Random thoughts on what we have learned, how we work

  • Scalability starts with your culture - how you hire, who you hire, and the expectations that you set.
  • Engineers. Hire smart, fast, flexible engineers who are willing to do any type of work, and are excited to learn new technologies. We do not have "architects" - at TripAdvisor, if you design something, your code it, and if you code it you test it. Engineers who do not like to go outside their comfort zone, or who feel certain work is "beneath" them will simply get in the way.
  • Hire people who get enjoyment out of delivering things that work. Technology is a means to an end, not an end to itself.
  • You own your code and its effects - you design, you test, you code, you monitor. If you break something, you fix it.
  • It is better to deliver 20 projects with 10 bugs and miss 5 projects by two days than to deliver 10 projects that are all perfect and on time.
  • Encourage learning and pushing the envelope - everyone who works here will make a number of mistakes the first few months, and will continue to occasionally do so over time. The important thing is how much you have learned and to not make the same mistakes over and over again.
  • Keep designs simple and focused on the near term business needs - do not design too far ahead. For example, we have rewritten our members functionality as we scaled from tens of thousands, to millions, to tens of millions. We would have done a poor job of designing for tens of millions when all we needed was tens of thousands. We delivered sooner with less problems at each stage, with the cost of the rewrites is small in comparison to what we learned at each stage.
  • You can go very far in scaling a database vertically, especially if you minimize use of joins, and especially if you can fit everything into RAM.
  • Shard only when necessary, and keep it simple. Our largest single table has well over 1B rows, and it easily scaled vertically until we needed to update/insert tens of millions of rows a day, hitting write IOP limits. At that point, we sharded it at the service level by splitting it into 12 tables, and currently run it on 2 machines each with 6 tables. We can easily scale it to 3, 4 ,6, and then 12 machines without changing our hash algorithm or data distribution, simply by copying tables. We have not had any measurable performance degradation (read or write), and the code to do this was small, easy to understand, and easy to debug. With over 700M database operations a day, we are not anywhere close to sharding any other tables.

#### [Data extract]

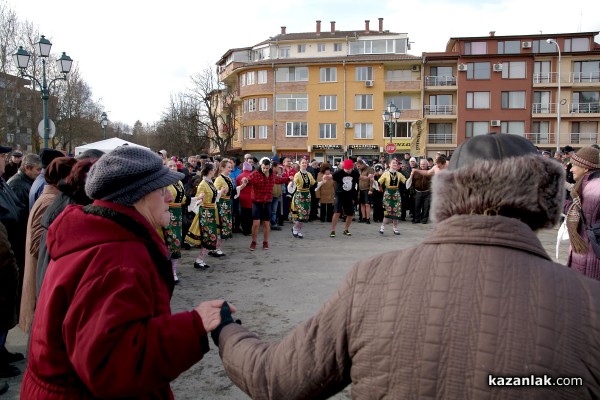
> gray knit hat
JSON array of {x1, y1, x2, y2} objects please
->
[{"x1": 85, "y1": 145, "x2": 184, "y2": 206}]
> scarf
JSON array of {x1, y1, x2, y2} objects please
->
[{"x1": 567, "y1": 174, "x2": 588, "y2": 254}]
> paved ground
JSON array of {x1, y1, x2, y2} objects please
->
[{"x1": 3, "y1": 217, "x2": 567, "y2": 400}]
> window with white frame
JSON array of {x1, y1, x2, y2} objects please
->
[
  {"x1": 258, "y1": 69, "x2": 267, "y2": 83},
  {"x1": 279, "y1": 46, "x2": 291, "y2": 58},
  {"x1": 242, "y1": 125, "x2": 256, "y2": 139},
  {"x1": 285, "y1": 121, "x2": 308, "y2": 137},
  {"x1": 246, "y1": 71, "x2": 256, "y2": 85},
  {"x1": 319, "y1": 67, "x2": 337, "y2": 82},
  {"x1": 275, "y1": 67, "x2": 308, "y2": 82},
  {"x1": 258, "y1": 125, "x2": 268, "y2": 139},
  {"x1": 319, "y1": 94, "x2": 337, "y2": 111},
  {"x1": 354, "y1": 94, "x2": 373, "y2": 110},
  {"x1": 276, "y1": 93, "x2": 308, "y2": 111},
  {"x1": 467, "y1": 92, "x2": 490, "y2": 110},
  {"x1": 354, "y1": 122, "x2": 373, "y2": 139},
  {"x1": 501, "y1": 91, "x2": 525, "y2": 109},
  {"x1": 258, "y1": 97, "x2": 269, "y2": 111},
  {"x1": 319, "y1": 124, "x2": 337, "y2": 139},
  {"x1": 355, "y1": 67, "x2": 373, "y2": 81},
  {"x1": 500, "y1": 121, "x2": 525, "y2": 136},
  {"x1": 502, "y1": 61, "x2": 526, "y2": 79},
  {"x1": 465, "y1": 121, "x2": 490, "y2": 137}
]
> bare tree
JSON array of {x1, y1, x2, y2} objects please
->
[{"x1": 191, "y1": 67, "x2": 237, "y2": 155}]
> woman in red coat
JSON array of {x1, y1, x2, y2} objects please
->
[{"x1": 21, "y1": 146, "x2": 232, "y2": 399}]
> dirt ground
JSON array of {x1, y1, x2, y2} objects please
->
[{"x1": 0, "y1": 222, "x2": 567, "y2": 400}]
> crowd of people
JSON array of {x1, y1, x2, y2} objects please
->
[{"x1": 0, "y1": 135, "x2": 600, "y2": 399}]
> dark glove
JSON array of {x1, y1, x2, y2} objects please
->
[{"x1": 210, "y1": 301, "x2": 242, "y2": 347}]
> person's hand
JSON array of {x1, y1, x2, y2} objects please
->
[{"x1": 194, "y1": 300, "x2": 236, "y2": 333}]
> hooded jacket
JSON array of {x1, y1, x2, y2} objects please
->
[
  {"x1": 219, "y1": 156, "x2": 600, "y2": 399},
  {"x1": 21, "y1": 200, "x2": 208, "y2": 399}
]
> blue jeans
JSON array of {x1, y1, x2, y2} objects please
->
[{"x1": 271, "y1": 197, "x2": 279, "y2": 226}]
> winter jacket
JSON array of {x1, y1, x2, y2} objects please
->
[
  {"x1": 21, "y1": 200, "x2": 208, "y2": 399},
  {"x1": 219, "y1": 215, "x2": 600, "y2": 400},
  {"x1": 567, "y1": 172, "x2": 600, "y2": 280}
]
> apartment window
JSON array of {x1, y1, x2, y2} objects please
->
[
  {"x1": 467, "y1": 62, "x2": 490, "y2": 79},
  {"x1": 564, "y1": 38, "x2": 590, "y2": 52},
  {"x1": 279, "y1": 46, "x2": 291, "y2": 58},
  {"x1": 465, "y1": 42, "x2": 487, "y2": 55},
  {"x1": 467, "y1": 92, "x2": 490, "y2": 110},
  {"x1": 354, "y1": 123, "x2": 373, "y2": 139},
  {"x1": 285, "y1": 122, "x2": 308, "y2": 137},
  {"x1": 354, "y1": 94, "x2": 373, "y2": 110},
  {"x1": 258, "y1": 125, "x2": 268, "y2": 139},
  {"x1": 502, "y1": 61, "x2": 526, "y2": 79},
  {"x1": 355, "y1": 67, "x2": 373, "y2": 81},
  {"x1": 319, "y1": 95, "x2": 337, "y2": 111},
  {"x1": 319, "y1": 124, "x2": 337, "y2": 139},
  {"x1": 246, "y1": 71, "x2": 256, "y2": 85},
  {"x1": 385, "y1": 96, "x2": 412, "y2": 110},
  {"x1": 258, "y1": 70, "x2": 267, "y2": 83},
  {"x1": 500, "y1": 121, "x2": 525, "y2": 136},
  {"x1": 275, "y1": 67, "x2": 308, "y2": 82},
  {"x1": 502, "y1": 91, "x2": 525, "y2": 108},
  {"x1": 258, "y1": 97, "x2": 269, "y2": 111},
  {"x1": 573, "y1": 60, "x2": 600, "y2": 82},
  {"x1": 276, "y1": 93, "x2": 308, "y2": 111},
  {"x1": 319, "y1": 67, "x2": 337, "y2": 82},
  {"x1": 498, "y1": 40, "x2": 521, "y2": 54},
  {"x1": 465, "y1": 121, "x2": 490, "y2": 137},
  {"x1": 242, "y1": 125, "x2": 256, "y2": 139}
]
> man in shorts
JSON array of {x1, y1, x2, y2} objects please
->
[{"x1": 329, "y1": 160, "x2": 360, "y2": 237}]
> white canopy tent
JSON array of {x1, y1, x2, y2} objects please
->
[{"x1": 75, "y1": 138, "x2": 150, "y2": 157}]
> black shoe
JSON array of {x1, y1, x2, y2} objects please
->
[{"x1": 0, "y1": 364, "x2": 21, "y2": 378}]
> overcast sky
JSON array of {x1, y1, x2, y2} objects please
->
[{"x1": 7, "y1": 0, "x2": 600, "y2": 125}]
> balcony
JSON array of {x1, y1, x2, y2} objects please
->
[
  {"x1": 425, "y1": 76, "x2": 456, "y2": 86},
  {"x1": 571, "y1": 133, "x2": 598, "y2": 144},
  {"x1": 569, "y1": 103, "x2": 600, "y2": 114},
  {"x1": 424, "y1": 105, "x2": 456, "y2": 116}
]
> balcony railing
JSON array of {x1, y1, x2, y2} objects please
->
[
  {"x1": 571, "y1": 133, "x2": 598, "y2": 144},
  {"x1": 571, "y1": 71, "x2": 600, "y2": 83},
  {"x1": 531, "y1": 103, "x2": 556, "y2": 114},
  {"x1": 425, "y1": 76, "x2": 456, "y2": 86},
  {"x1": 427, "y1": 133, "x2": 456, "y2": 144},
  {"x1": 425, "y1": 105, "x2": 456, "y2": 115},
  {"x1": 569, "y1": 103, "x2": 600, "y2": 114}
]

#### [Set exercise]
Write out the excerpt on how the team works from "Random thoughts on" to "that you set.", switching "culture" to "habits".

#### [Result for this exercise]
Random thoughts on what we have learned, how we work

  • Scalability starts with your habits - how you hire, who you hire, and the expectations that you set.